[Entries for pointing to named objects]
● ● ●

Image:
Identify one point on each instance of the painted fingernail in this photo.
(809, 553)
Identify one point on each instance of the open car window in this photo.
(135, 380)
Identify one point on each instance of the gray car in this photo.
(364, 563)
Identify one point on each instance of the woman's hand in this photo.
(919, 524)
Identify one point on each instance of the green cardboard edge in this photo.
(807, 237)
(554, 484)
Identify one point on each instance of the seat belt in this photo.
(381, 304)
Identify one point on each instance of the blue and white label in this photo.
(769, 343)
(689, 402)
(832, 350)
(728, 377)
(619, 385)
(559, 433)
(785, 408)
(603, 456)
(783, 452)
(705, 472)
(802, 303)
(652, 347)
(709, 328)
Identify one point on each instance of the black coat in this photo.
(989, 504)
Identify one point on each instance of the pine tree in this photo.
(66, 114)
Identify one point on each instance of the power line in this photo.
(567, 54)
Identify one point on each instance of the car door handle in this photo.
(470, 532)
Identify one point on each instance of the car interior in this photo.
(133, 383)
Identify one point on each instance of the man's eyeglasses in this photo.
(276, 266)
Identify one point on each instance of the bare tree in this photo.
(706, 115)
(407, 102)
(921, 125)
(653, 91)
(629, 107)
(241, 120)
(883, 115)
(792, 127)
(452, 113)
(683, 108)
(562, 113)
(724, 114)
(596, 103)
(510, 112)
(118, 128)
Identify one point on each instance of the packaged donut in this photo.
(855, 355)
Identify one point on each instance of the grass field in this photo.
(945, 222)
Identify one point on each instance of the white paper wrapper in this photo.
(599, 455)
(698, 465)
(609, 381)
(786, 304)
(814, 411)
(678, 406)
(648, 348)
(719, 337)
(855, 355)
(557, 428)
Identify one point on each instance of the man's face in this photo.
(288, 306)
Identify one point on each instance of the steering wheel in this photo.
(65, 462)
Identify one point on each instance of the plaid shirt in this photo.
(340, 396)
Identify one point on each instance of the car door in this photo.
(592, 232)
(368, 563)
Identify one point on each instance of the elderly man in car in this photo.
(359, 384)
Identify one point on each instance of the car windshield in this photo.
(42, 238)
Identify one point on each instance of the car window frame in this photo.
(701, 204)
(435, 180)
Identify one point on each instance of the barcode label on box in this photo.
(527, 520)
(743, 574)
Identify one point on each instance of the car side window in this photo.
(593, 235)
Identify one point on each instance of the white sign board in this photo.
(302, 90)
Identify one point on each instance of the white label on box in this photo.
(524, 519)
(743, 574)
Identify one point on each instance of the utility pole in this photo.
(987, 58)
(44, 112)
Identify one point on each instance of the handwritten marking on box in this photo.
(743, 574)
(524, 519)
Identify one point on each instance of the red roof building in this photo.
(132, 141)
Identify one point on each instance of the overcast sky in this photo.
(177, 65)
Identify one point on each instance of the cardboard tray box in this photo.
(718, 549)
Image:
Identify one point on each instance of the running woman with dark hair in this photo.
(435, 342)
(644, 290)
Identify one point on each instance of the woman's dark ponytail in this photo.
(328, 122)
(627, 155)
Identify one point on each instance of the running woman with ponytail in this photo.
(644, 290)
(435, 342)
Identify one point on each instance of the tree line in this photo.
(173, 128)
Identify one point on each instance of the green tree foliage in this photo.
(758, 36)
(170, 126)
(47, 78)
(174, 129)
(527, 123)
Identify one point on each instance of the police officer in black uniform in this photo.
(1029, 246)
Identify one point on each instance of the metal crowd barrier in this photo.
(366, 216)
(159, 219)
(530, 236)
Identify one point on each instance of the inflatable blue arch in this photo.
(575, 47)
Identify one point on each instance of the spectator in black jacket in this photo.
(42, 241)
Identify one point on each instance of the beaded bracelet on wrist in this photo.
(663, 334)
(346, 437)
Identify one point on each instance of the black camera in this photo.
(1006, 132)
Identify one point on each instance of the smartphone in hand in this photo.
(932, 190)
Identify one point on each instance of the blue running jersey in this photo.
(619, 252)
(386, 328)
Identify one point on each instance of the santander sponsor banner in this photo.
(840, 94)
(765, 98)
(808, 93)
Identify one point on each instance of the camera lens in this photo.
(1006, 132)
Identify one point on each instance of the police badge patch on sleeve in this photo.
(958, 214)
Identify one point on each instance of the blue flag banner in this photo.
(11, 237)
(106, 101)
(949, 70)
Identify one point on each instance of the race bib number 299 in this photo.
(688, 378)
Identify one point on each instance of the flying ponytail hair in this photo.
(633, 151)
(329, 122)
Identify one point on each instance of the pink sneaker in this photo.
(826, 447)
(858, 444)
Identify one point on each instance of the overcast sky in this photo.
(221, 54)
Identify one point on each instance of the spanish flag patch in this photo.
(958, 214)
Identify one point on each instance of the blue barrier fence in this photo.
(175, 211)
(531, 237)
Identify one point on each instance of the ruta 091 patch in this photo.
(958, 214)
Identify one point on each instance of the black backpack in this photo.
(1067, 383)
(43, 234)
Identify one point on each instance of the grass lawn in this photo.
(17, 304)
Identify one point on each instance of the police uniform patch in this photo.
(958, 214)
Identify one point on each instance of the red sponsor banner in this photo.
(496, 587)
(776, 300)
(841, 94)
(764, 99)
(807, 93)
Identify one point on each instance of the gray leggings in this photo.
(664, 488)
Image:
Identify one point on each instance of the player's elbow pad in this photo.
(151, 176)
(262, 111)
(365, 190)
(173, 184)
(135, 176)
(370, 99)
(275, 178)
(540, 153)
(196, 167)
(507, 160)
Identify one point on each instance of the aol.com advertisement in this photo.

● ● ●

■ PROBLEM ■
Reproduce verbatim the lines of the entries, beginning at the line that contains "Identify one point on each instance of the police uniform" and continuing through the final line of the entries.

■ PROBLEM SOLUTION ■
Identify one point on each instance of the police uniform patch in this photo.
(958, 214)
Identify one point on each instance of the red sponsor banner in this photo.
(496, 587)
(776, 300)
(841, 94)
(764, 99)
(807, 93)
Identify one point on each instance of the gray leggings in this photo.
(664, 488)
Image:
Identify one point on each instance of the player's elbow pad in this photo.
(151, 176)
(262, 111)
(365, 190)
(173, 184)
(135, 176)
(370, 99)
(275, 178)
(540, 153)
(196, 167)
(507, 160)
Identify one point on each instance of the aol.com advertisement in this photo.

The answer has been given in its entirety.